Modified Mondays: Partial Glossectomy and Patient Perspective




Lately, it seems like every time an SLP turns around, there’s another post or CE course on patient choice in dysphagia management-as it should be. We tend to think of patient choice as choosing to eat and drink, despite “risk” (more on “risk’ in an upcoming Modified Monday-stay tuned), but this isn’t always the case. This week’s clip is a great example of patient choice and why it’s so important to really ask and thoroughly discuss patient perspectives.


This patient is status post partial glossectomy, with fairly extensive resection, including part of the back and base of tongue. You can see there is very little base of tongue retraction, lots of difficulty with bolus propulsion and incomplete airway closure. Where this gets into patient perspective is actually what the patient says next to our Michigan SLP(no audio-you’ll just have to trust me). Prior to the study, our MBS Envision SLPs do a pretty thorough chart review, and-since we actually are completing the study in the facility (not off site or in a van)-they are also able to spend a fair amount of time talking to the treating SLP, nursing, respiratory therapists, etc. During this prep time, the SLP mentioned that even though the patient was NPO, they had been giving the patient water at bedside, and nursing later told her that the family was bringing some food for pleasure-but that the patient wasn’t really taking advantage of it, even though they were really encouraging the water.

## Given information

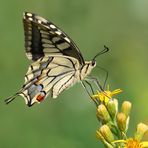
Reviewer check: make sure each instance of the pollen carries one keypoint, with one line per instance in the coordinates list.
(132, 143)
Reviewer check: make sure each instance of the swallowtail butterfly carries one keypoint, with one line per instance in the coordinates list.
(57, 62)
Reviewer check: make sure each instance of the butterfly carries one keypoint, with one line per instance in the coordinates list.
(57, 63)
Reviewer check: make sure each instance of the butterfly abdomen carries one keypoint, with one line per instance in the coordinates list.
(86, 69)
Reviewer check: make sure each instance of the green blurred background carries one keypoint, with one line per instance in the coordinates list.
(70, 121)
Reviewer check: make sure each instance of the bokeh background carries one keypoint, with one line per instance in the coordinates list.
(70, 121)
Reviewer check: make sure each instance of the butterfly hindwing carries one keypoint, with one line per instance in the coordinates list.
(48, 76)
(44, 38)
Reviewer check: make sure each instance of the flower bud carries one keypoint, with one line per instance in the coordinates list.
(103, 114)
(122, 121)
(141, 130)
(112, 107)
(106, 133)
(126, 108)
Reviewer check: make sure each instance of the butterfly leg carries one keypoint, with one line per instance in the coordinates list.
(97, 83)
(84, 86)
(106, 76)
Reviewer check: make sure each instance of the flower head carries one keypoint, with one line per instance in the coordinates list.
(132, 143)
(106, 95)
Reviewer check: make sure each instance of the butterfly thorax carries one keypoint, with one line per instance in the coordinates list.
(86, 69)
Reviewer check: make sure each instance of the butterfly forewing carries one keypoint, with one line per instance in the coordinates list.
(44, 38)
(57, 62)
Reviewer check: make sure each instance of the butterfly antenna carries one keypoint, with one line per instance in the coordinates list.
(106, 49)
(11, 98)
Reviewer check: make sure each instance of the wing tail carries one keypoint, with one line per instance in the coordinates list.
(11, 98)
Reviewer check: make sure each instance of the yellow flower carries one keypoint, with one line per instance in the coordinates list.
(132, 143)
(106, 95)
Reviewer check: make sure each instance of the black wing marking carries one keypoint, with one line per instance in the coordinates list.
(47, 76)
(43, 38)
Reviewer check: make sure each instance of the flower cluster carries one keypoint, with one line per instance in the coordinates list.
(114, 122)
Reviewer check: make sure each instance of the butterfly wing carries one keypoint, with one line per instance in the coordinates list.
(48, 75)
(43, 38)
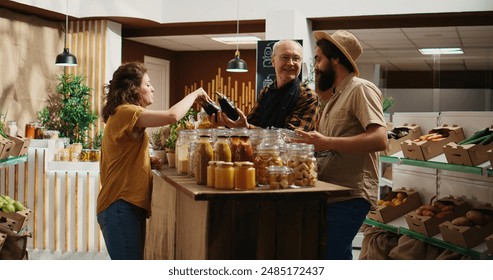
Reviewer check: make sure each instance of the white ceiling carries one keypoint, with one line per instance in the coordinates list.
(392, 48)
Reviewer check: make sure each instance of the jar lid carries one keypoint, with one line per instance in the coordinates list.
(273, 169)
(224, 164)
(244, 163)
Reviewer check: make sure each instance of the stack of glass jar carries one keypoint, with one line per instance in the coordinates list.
(227, 159)
(185, 137)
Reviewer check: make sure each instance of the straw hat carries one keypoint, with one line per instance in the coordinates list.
(346, 42)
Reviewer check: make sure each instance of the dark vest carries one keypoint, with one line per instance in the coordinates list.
(277, 105)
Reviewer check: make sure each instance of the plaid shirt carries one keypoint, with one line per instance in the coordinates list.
(305, 114)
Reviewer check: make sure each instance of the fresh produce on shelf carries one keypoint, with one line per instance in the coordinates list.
(474, 218)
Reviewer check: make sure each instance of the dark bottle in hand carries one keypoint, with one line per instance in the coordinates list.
(227, 107)
(209, 107)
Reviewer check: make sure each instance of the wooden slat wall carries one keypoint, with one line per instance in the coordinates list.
(87, 41)
(242, 96)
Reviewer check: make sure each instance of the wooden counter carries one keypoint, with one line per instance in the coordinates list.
(190, 221)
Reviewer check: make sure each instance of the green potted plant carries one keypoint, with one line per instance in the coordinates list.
(69, 110)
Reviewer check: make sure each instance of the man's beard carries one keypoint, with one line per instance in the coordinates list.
(325, 79)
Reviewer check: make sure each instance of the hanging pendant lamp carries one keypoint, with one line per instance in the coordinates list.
(237, 64)
(66, 58)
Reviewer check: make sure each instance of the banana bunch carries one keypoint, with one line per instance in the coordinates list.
(9, 205)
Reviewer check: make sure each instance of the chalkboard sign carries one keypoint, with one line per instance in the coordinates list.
(265, 71)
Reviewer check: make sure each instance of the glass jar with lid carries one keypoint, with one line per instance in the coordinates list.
(224, 176)
(185, 136)
(266, 156)
(211, 174)
(244, 175)
(280, 177)
(302, 161)
(222, 150)
(244, 151)
(203, 154)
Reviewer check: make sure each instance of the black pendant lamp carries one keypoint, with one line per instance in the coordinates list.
(237, 64)
(66, 58)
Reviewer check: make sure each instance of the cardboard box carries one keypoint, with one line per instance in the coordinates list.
(385, 214)
(394, 145)
(21, 218)
(5, 147)
(425, 150)
(428, 225)
(21, 144)
(466, 236)
(489, 243)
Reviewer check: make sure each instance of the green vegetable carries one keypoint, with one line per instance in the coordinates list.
(478, 134)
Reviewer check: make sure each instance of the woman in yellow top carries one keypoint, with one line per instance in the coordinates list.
(124, 200)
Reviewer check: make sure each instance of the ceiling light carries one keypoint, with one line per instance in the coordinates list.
(232, 40)
(66, 58)
(237, 64)
(432, 51)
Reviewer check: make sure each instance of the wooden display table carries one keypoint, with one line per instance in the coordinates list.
(190, 221)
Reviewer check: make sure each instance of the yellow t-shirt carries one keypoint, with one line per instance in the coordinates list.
(125, 165)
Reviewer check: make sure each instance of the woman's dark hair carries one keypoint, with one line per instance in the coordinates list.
(124, 88)
(332, 51)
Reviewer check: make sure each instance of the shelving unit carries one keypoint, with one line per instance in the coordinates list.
(399, 226)
(440, 162)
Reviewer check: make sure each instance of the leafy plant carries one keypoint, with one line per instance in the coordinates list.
(69, 110)
(183, 123)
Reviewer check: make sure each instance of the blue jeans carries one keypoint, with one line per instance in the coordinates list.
(123, 226)
(344, 219)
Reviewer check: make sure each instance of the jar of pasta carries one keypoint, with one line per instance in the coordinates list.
(222, 150)
(211, 174)
(224, 176)
(244, 175)
(185, 136)
(267, 155)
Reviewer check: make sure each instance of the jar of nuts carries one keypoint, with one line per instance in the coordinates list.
(266, 156)
(301, 160)
(280, 177)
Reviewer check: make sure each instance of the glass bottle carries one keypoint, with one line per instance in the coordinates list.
(224, 176)
(227, 107)
(244, 175)
(204, 154)
(191, 159)
(209, 107)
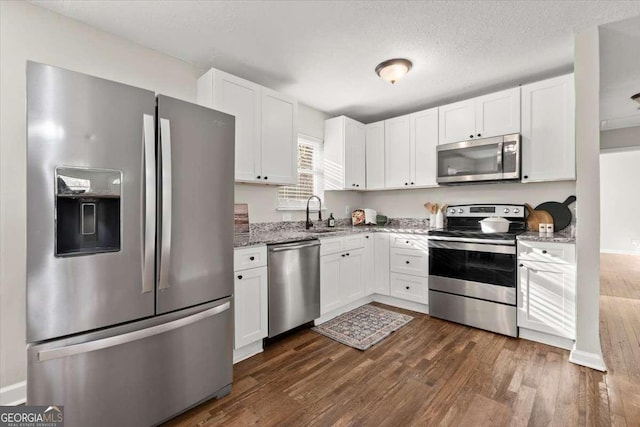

## Parts of the exercise
a. Answer these questions from the Modified Mondays post on partial glossectomy:
(i) What procedure is the patient status post?
(ii) Where do the MBS Envision SLPs complete the study?
(iii) What was the family bringing the patient?
b. Reproduce the part of the Modified Mondays post starting with "Modified Mondays: Partial" and going on through "discuss patient perspectives.".
c. Pick up the Modified Mondays post on the partial glossectomy clip after its last sentence and continue writing it.

## Numbered responses
a.
(i) Partial glossectomy, with fairly extensive resection that included part of the back and base of tongue.
(ii) In the facility, not off site or in a van.
(iii) Some food for pleasure.

b.
Modified Mondays: Partial Glossectomy and Patient Perspective




Lately, it seems like every time an SLP turns around, there’s another post or CE course on patient choice in dysphagia management-as it should be. We tend to think of patient choice as choosing to eat and drink, despite “risk” (more on “risk’ in an upcoming Modified Monday-stay tuned), but this isn’t always the case. This week’s clip is a great example of patient choice and why it’s so important to really ask and thoroughly discuss patient perspectives.

c.
During the study, after several attempts at bolus propulsion and swallowing, the patient finally exclaimed “I’m just not going to be able to swallow this! I keep trying for everyone, but I can’t do it, and it’s no fun!” In this case, the patient perspective was not what we might expect, but for this patient swallowing was just so very difficult that it was more stress to the patient than not eating or drinking. After talking more to the patient, all caregivers agreed to stop offering water unless the patient asked, give the patient more time to heal, and to continue to work on the exercises with the facility SLP. Taking patient perspective into our planning is crucial-and better for the patient. Even if we think we know what they want, they might surprise us-and lead us to an even better plan of care.